_Work instructions_:
Each line below containing the word "marker" needs to be shown.

(Point localization data)
- Opening Delimiter -

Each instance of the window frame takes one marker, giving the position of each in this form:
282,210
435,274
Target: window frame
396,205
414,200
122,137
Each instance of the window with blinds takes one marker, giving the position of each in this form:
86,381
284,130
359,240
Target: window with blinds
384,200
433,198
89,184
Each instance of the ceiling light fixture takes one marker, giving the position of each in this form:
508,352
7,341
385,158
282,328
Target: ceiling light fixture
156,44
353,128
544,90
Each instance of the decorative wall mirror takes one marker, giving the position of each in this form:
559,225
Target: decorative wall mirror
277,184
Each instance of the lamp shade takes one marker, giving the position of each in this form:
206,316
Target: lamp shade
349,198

- Closing Delimiter -

_The answer_:
Each instance of the window frame takes one marker, giving the position of each in this form:
Each instance of the window with blinds takes one marker, giving the position of each in this form:
Each instance of the ceiling light fixture takes one marker, giving the position of each in this form:
Each instance of the decorative wall mirror takes one marker, giving the position of each in this form:
Each instance of the lamp shade takes one marker, giving the position of each in this form:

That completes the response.